Copy out every line below word for word, leaving the pictures out.

━━━━━━━━━━━━━━━━

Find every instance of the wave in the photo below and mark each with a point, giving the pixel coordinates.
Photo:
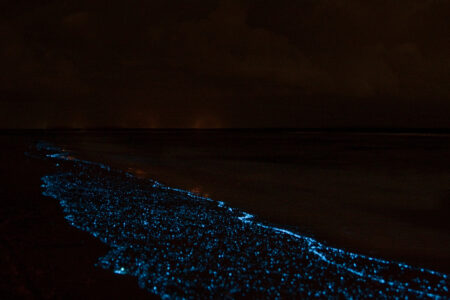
(181, 245)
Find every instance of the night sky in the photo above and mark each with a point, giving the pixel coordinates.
(205, 63)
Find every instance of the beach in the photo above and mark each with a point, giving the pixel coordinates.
(382, 195)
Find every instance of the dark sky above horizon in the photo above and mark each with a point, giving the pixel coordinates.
(206, 63)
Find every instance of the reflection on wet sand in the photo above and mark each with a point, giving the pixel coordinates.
(179, 244)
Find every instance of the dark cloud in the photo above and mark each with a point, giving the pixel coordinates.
(225, 63)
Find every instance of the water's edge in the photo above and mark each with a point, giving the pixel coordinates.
(179, 244)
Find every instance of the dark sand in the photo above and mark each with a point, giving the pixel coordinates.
(383, 195)
(41, 255)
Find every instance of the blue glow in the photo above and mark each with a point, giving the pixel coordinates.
(179, 244)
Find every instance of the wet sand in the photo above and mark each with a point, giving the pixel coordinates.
(41, 255)
(383, 195)
(386, 195)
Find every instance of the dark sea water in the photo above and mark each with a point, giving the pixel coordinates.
(183, 245)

━━━━━━━━━━━━━━━━

## PROBLEM SOLUTION:
Find every instance of the wave in the photo below and mark each with a point, giving the pixel coordinates.
Photo:
(181, 245)
Find every instance of the night sky in the photo above and mark each with a point, giving the pixel coordinates.
(205, 63)
Find every instance of the beach in the photo above and mark each with a point, giving the pixel coordinates.
(382, 195)
Find every instance of the dark sky above horizon in the photo above and mark each with a point, giving the pixel coordinates.
(206, 63)
Find every instance of the reflection on wet sand in the photo above and mark each with a point, giving the pixel coordinates.
(179, 244)
Find every instance of the dark cloud in the photo above and mark each with a point, giving the pixel coordinates.
(225, 63)
Find every instance of the water's edge in the photo above and mark each with a point, giving the pixel coordinates.
(179, 244)
Find every instance of the dark sand in the photo above and mark each with a point, giving the pixel coordinates.
(383, 195)
(41, 255)
Find every instance of the blue glow in the photo above and mark each with a point, giving the pixel coordinates.
(179, 244)
Find every instance of the wet sand in the photo above and mark each with a point, giving the pixel coordinates.
(41, 255)
(383, 195)
(386, 195)
Find every instance of the dark sea water in the photo above and mark each with a point, giving the pixel coordinates.
(183, 245)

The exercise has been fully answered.